# [EXERCÍCIOS PROPOSTOS]
(1) Segundo o trecho sobre homoparentalidade, por que agora se fala em famílias, no plural? Responda em até três frases.
(2) Enumere tudo o que, conforme o trecho sobre homoparentalidade, ruiu, deixou de valer ou não se faz mais.
(3) Escreva a continuação do trecho sobre homoparentalidade, começando logo depois da última frase apresentada.

# [TRECHO FORNECIDO]
Maria Berenice Dias

O afeto merece ser visto como uma realidade digna de tutela.

Categoria: ARTIGOS, Homoparentalidade

Homoparentalidade: direito e dever de proteger

Maria Berenice Dias[1]

 

Ruiu a ideia de que a família dispunha de um único modelo: matromonilizado, verticalizado, fértil e hetererossexual. No momento em que a família deixou de ser identificada única e exclusivamente pelo casamento, foi possível visualiar sua mais importante característica: o afeto – que passou a ser reconhecido como o elemento estruturante das relações familaires.

Por isso, agora, não se fala mais em família, mas em famílias, no plural.  Todas as pessoas têm direito à constituição de uma família e são livres para escolher o modelo de entidade familiar que lhes aprouver. A capacidade procriativa, que por influência religiosa sempre serviu como marco essencial da família,  deixou de ter significado.

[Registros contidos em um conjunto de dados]

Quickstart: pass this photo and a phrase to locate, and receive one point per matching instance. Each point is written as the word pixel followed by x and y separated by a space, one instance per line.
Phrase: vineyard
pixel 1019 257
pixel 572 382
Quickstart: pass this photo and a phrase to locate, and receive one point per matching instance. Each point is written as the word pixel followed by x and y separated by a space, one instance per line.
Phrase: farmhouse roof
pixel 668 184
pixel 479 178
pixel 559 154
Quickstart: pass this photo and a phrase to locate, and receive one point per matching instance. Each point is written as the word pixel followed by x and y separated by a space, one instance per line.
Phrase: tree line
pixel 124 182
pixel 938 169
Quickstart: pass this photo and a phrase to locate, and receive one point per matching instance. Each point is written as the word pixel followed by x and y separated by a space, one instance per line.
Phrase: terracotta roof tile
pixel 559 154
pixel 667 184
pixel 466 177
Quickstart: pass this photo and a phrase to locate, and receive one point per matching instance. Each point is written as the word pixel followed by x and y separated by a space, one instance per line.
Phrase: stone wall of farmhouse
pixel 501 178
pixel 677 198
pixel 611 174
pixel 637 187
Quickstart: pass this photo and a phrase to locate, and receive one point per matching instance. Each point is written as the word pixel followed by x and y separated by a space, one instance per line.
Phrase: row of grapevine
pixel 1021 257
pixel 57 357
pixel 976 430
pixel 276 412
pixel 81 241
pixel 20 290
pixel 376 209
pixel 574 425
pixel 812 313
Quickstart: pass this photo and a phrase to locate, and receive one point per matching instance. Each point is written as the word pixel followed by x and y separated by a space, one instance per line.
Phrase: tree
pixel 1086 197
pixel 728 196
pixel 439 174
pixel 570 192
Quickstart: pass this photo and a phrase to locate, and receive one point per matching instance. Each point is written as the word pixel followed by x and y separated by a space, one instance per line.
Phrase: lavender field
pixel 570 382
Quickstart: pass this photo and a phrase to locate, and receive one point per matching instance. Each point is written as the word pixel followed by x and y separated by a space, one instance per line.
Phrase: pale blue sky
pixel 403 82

# [RESULTADOS ESPERADOS]
(1) Porque a família deixou de ser identificada única e exclusivamente pelo casamento, e a ideia de um modelo único ruiu. Com isso, o afeto passou a ser reconhecido como o elemento estruturante das relações familiares.

(2)
- A ideia de que a família dispunha de um único modelo.
- A identificação da família única e exclusivamente pelo casamento.
- Falar em família no singular.
- A capacidade procriativa como marco essencial da família.

(3)
Entre as novas conformações sociais se encontram as famílias homoafetivas. Claro que sempre existiram, mas só agora adquiriram visibilidade e inserção no âmbito da tutela jurídica. Por obra e graça do Poder Judiciário,  foi garantido  acesso ao casamento,  independente da orientação sexual ou identidade de gênero do casal. O Supremo Tribunal Federal reconheceu a união estável homoafetiva[2] e o Superior Tribunal de Justiça, admitiu a habilitação ao casamento.[3]  O Conselho Nacional de Justiça proibe qualquer autoridades competentes a recusar a habilitação, a celebração de casamento civil ou a conversão de união estável em casamento entre pessoas de mesmo sexo.[4]

De qualquer modo, tenha o formato que tiver – e ainda que tenha perdido a sacralidade – a família continua sendo um núcleo de proteção e cuidado. Tanto de um do par para com o outro, como de ambos para com a prole, quer sejam filhos de ambos, quer de apenas um deles.  Ou seja, o afeto passou a ser o elemento identificador não só das entidades familiares mas também dos vínculos parentais.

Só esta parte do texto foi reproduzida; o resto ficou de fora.